# [What you should do]
Find every line in the material below that contains the word "stone" and copy each of those lines.

==========

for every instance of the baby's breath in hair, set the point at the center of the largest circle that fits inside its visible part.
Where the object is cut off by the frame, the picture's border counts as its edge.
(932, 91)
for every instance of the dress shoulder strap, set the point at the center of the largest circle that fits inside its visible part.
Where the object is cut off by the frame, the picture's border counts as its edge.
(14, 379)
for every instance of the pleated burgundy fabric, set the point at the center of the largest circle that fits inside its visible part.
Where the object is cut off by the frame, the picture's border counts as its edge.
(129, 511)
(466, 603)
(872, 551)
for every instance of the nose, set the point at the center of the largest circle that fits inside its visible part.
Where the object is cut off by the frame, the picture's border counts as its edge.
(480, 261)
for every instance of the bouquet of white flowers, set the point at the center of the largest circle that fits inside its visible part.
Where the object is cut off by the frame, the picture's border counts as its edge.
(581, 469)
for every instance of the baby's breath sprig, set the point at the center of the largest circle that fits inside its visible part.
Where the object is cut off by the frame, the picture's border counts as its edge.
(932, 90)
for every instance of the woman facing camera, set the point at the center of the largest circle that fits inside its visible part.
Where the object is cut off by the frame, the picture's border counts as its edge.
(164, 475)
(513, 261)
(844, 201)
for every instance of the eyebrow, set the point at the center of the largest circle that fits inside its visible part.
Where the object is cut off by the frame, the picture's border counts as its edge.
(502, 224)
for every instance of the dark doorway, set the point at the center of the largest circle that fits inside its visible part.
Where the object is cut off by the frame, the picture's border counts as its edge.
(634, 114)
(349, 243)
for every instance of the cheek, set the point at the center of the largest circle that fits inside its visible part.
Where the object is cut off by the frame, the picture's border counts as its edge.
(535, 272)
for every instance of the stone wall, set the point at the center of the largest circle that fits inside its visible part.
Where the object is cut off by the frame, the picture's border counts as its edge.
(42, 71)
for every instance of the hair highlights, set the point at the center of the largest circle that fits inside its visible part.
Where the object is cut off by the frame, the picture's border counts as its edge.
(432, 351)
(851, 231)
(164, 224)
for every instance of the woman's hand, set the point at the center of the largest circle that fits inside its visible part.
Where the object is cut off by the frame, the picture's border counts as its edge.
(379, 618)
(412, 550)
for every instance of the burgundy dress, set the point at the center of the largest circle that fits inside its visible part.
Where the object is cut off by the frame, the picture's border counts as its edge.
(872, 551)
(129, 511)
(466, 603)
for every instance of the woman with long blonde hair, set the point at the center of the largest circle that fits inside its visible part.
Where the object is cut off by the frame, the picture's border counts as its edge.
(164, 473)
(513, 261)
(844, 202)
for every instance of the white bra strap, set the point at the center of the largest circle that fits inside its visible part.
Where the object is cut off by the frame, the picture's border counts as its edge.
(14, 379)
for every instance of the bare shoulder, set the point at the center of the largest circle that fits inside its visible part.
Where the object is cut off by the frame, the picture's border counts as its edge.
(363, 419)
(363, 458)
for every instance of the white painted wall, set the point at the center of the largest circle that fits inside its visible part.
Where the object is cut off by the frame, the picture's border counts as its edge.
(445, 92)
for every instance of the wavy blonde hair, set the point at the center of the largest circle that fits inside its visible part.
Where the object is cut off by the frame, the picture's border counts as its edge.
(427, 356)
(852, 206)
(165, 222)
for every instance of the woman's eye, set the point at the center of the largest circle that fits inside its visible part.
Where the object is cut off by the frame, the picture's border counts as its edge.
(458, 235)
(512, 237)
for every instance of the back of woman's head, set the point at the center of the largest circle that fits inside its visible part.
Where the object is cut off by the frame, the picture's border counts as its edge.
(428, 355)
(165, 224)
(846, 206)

==========

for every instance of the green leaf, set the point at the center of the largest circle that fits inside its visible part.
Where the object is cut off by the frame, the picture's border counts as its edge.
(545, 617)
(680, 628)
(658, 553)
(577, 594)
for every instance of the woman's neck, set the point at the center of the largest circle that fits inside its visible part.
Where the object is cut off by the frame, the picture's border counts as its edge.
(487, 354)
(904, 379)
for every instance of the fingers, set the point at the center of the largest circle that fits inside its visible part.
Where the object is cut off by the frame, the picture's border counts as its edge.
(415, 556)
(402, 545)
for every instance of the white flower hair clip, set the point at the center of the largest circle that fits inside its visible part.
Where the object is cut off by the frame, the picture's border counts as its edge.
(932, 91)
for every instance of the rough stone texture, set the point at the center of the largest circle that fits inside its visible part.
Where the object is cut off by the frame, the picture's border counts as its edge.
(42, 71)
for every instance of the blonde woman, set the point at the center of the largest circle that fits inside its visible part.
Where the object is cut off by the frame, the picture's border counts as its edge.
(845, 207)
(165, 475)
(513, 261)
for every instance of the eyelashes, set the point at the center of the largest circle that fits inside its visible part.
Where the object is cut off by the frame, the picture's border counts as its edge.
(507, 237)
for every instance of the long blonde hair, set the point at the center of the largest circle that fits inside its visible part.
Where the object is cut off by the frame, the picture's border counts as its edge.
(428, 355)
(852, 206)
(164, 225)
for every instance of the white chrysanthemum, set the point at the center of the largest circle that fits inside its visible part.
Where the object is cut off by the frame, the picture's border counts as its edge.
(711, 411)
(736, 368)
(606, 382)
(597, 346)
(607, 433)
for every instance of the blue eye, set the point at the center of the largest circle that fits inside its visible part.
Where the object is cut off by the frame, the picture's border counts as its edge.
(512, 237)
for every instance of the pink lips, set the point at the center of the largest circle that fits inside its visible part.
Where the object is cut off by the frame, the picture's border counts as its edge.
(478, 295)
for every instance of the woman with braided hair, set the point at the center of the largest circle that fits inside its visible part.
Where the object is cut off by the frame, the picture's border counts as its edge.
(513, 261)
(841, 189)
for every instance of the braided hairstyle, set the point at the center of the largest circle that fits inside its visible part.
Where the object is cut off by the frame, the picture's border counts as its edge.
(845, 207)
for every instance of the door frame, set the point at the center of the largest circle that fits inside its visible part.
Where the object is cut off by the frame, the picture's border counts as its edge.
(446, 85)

==========

# [Answer to the task]
for every instance of the stone wall, set the point at the center of the largest circle that fits inside its visible part.
for every instance of the rough stone texture, set the point at the center of the largest circle that fits inside its visible part.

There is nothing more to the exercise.